WRITTEN TASK A. Put the records below into a Markdown table with the columns Nr and Line, beginning at the line that contains "Each instance of the pink" and ending at the last line of the records. Leave out blank lines.

#### TEXT EXCERPT ####

De Leonism, also known as Marxism-De Leonism, is a Marxist tendency developed by Curaçaoan-American trade union organizer and Marxist theoretician Daniel De Leon. De Leon was an early leader of the first American socialist political party, the Socialist Labor Party of America (SLP). De Leon introduced the concept of Socialist Industrial Unionism.

According to De Leonist theory, militant industrial unions are the vehicle of class struggle. Industrial unions serving the interests of the proletariat (working class) will be the needed federal republican structure used to establish a socialist system.

While sharing some characteristics of anarcho-syndicalism (the management of workplaces through unions) and with the SLP being a member of the predominantly anarcho-syndicalist Industrial Workers of the World (IWW), De Leonism differs from it in that De Leonism, and its leading proponent, the modern SLP, still believe in the necessity of a political party, advocating a constitutional amendment making the union the government of industry. A general union would coordinate production and resource allocation between industries. The party would cease to exist, as would the state, as its goal. No vanguardist elites are provided with a base in Marxist-DeLeonism to scuttle the federal republic.

Tactics 
According to the De Leonist theory, workers would simultaneously form socialist industrial unions in the workplaces and a socialist political party that would organize in the political realm. Upon achieving sufficient support for a victory at the polls, the political party would be voted into office, giving the De Leonist program a mandate from the people. It is assumed that at that point, the socialist industrial unions will have attained sufficient strength in the workplaces for workers to take control of the means of production.

The De Leonist victory at the polls would be accompanied by a transfer of control of the factories, mines, farms, and other means of production to workers councils organized within the industrial unions. De Leonists distinguish this event from the general strike to take control of the workplaces advocated by anarcho-syndicalists and refer to it instead as a "general lockout of the ruling class".

The existing government would then be replaced with a government elected from within the socialist industrial unions, and the newly elected socialist government would quickly enact whatever constitutional amendments or other changes in the structure of government needed to bring this about, adjourning sine die. Workers on the shop floor would elect local shop floor committees needed to continue production and representatives to local and national councils representing their particular industry.

Workers would also elect representatives to a congress, called an All-Industrial Congress, which would effectively function as the government. These representatives would be subject to a recall vote at any time. De Leonism would thus reorganize the national government along industrial lines with representatives elected by industry.

#### PROVIDED MATERIAL ####

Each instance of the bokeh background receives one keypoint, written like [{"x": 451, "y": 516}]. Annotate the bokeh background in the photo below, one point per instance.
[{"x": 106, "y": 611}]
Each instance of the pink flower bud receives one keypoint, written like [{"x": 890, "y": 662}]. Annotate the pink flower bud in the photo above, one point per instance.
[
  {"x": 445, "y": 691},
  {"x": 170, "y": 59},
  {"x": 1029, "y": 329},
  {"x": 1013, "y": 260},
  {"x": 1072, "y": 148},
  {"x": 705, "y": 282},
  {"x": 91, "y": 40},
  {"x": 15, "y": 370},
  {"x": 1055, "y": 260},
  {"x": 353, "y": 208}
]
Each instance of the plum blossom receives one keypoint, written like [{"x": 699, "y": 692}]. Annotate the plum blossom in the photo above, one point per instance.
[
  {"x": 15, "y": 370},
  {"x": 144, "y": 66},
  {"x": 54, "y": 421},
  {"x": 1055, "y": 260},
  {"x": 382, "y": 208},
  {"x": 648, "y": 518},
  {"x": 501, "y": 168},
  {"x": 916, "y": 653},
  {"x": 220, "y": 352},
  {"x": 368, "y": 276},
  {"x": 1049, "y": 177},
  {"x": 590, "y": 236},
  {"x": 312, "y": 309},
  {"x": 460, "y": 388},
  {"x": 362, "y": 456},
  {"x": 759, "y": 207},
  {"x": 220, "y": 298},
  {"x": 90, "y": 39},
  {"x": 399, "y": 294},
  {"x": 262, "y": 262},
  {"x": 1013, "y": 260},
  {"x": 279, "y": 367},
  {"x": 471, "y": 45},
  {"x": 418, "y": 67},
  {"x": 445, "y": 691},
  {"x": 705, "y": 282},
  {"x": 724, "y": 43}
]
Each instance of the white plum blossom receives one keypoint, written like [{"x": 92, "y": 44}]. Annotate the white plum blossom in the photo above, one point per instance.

####

WRITTEN TASK B. Continue the text on De Leonism from the point where it stops.

TASK RESULT A.
| Nr | Line |
|---|---|
| 1 | Each instance of the pink flower bud receives one keypoint, written like [{"x": 890, "y": 662}]. Annotate the pink flower bud in the photo above, one point per instance. |
| 2 | [ |
| 3 |   {"x": 445, "y": 691}, |
| 4 |   {"x": 170, "y": 59}, |
| 5 |   {"x": 1029, "y": 329}, |
| 6 |   {"x": 1013, "y": 260}, |
| 7 |   {"x": 1072, "y": 148}, |
| 8 |   {"x": 705, "y": 282}, |
| 9 |   {"x": 91, "y": 40}, |
| 10 |   {"x": 15, "y": 370}, |
| 11 |   {"x": 1055, "y": 260}, |
| 12 |   {"x": 353, "y": 208} |
| 13 | ] |
| 14 | Each instance of the plum blossom receives one keypoint, written like [{"x": 699, "y": 692}]. Annotate the plum blossom in the photo above, one point per instance. |
| 15 | [ |
| 16 |   {"x": 15, "y": 370}, |
| 17 |   {"x": 144, "y": 66}, |
| 18 |   {"x": 54, "y": 421}, |
| 19 |   {"x": 1055, "y": 260}, |
| 20 |   {"x": 382, "y": 208}, |
| 21 |   {"x": 648, "y": 518}, |
| 22 |   {"x": 501, "y": 168}, |
| 23 |   {"x": 916, "y": 653}, |
| 24 |   {"x": 220, "y": 352}, |
| 25 |   {"x": 368, "y": 276}, |
| 26 |   {"x": 1049, "y": 177}, |
| 27 |   {"x": 590, "y": 236}, |
| 28 |   {"x": 312, "y": 309}, |
| 29 |   {"x": 460, "y": 388}, |
| 30 |   {"x": 362, "y": 456}, |
| 31 |   {"x": 759, "y": 207}, |
| 32 |   {"x": 220, "y": 298}, |
| 33 |   {"x": 90, "y": 39}, |
| 34 |   {"x": 399, "y": 294}, |
| 35 |   {"x": 262, "y": 262}, |
| 36 |   {"x": 1013, "y": 260}, |
| 37 |   {"x": 279, "y": 367}, |
| 38 |   {"x": 471, "y": 45}, |
| 39 |   {"x": 418, "y": 67}, |
| 40 |   {"x": 445, "y": 691}, |
| 41 |   {"x": 705, "y": 282}, |
| 42 |   {"x": 724, "y": 43} |
| 43 | ] |
| 44 | Each instance of the white plum blossom receives one keypoint, written like [{"x": 92, "y": 44}]. Annotate the white plum blossom in the photo above, one point per instance. |

TASK RESULT B.
Comparison to other forms of socialism 
De Leonism lies outside the Leninist tradition of communism. It predates Leninism as De Leonism's principles developed in the early 1890s, with De Leon assuming SLP leadership. Leninism and its idea of a vanguard party took shape after the 1902 publication of Lenin's What Is to Be Done? De Leonism is generally opposed to the policies of the former Soviet Union, China, and other socialist states and does not consider them socialist but rather state capitalist or following "bureaucratic state despotism". The decentralized nature of the proposed De Leonist government contrasts  the democratic centralism of Marxism–Leninism and what they see as the dictatorial nature of the Soviet Union.

The success of the De Leonist plan depends on achieving majority support among the people both in the workplace and at the polls, in contrast to the Leninist notion that a small vanguard party should lead the working class to carry out the revolution. De Leonism's stance against reformism means that it is referred to by the label "impossibilist", along with the Socialist Party of Great Britain.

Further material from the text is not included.